● PROVIDED TEXT
— Start —

# Lab | Inferential statistics - T-test & P-value

## Part 1.1: One tailed t-test 

#### T-tests and P-values
In statistics, t-test is used to test if two data samples have a significant difference between their means. There are two types of t-test:

* **Student's t-test** (a.k.a. independent or uncorrelated t-test). This type of t-test is to compare the samples of **two independent populations** (e.g. test scores of students in two different classes). `scipy` provides the [`ttest_ind`](https://docs.scipy.org/doc/scipy-0.15.1/reference/generated/scipy.stats.ttest_ind.html) method to conduct student's t-test.

— End —

● WHAT YOU WILL DO
(1) Transcribe everything in the t-test lab from "#### T-tests and" down to "conduct student's t-test.".
(2) According to the t-test lab, which `scipy` method is used to conduct Student's t-test?
The records play no part in what's asked here.

● MATERIAL SUPPLIED
— Start —

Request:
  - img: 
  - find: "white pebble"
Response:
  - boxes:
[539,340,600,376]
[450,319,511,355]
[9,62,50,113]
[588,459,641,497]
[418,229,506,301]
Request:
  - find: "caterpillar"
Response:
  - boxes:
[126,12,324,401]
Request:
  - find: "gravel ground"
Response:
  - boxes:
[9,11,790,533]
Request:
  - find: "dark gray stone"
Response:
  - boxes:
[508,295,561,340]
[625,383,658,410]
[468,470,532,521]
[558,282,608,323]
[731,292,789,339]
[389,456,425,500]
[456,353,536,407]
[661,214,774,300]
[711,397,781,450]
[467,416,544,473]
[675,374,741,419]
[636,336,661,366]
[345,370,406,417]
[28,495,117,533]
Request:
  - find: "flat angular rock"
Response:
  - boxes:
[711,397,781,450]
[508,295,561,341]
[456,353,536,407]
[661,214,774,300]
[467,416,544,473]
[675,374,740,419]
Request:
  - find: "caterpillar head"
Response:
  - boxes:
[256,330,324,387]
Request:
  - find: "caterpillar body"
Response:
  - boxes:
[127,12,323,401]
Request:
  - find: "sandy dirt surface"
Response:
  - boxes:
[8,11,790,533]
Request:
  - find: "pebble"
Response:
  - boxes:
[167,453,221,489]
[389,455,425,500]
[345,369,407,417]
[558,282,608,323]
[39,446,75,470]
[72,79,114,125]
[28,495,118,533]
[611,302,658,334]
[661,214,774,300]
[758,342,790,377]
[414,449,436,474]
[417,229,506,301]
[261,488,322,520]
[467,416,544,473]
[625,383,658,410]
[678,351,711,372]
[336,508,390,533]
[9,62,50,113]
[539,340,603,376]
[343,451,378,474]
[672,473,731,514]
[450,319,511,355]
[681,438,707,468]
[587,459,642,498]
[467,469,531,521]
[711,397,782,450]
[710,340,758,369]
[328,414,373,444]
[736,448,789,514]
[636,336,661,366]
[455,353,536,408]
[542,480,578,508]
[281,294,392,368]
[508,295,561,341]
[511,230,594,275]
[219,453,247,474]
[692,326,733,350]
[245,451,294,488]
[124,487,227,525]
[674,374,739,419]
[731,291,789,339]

— End —

● WRITTEN ANSWERS
(1)
#### T-tests and P-values
In statistics, t-test is used to test if two data samples have a significant difference between their means. There are two types of t-test:

* **Student's t-test** (a.k.a. independent or uncorrelated t-test). This type of t-test is to compare the samples of **two independent populations** (e.g. test scores of students in two different classes). `scipy` provides the [`ttest_ind`](https://docs.scipy.org/doc/scipy-0.15.1/reference/generated/scipy.stats.ttest_ind.html) method to conduct student's t-test.

(2) The `ttest_ind` method.